*** Opening RECORDS TO USE ***

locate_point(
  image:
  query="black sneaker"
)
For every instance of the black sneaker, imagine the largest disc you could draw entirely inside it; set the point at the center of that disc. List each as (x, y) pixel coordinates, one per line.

*** Closing RECORDS TO USE ***
*** Opening RECORDS TO USE ***

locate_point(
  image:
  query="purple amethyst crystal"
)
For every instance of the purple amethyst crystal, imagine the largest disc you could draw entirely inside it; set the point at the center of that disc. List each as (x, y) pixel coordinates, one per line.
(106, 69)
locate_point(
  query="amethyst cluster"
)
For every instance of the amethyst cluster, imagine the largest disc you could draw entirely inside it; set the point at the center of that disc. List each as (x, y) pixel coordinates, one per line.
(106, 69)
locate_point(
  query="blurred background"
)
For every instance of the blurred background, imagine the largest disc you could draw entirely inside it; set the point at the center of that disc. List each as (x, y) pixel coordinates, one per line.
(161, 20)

*** Closing RECORDS TO USE ***

* [TASK ITEM] Display each line of the data where "sneaker" occurs.

* [EXERCISE RESPONSE]
  query="black sneaker"
For every instance of the black sneaker, imagine the largest disc you could draw entirely inside it; set the point at the center of that disc. List each as (x, y) pixel coordinates, one per line.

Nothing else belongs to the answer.